- [Требования к заданиям]
1) Перескажите отрывок о жизни на Шри-Ланке после цунами в двух предложениях.
2) Пожалуйста, продолжите отрывок о жизни на Шри-Ланке после цунами, начав сразу после его последнего предложения.
══ Исходный отрывок
Фатима подала чай. Похоже, что у них больше в доме ничего и не было, поскольку никаких продуктов на глаз не попадалось. Дальше Мохаммед поведал, что правительство Шри-Ланки «нот гуд», обещало золотые горы всем пострадавшим от цунами. Министры заседали и принимали громкие решения, но до сих пор из обещанного ничего не выполнено. Кстати, по ланкийскому телевидению мы как-то услышали, что из пяти миллиардов евро, выделенных Европой, до Шри-Ланки дошла только пятая часть. Возможно, что это «утка» прикормленных журналистов, чтобы оправдать бездействия политиков, но живой факт этого попустительства сидит перед нами, и мы не можем ему не верить.
Государство, продолжает Мухаммед, плохое. Вчера килограмм сахара стоил 50 рупий, а сегодня уже 75. Так же с фруктами и другими продуктами. Особенно сильно поднялись цены на рис, а ведь всё население питается в основном рисом.
════
══ Фрагмент набора данных
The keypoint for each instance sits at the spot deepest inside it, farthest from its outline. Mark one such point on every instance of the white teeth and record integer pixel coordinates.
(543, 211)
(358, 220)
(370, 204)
════
- [Результаты выполнения]
1) Когда Фатима подала чай в доме, где, похоже, не было никаких продуктов, Мохаммед рассказал, что правительство Шри-Ланки обещало пострадавшим от цунами золотые горы, но до сих пор ничего не выполнило. Он также пожаловался на рост цен: килограмм сахара за день подорожал с 50 до 75 рупий, а особенно сильно выросли цены на рис, которым в основном питается всё население.

2)
Прибежали с улицы дети, стесняются нас, прячутся. Мы дали детям денег на конфеты, поблагодарили хозяина за гостеприимство и заторопились домой. Мохаммед вызвался проводить нас немного, и прошел с нами полпути до отеля.
Вот, собственно, и всё приключение. Идя домой, мы размышляли вслух о социализме на острове, о людях этой страны, и как-то стыдно стало за то, что мы материально живем лучше. Такую огромную дистанцию между уровнем жизни европейца и ланкийца никогда не сократить никакими государственными решениями. Правда, остается надежда, что духовная наполнение человека на Востоке богаче, чем в «цивилизованных» странах. Хотя, если посмотреть на стремительное проникновение западного образа жизни на остров, ничего гарантировать в ближайшем будущем нельзя. Явление «бич-боев» тому пример. Где появляются деньги, уходит сердце.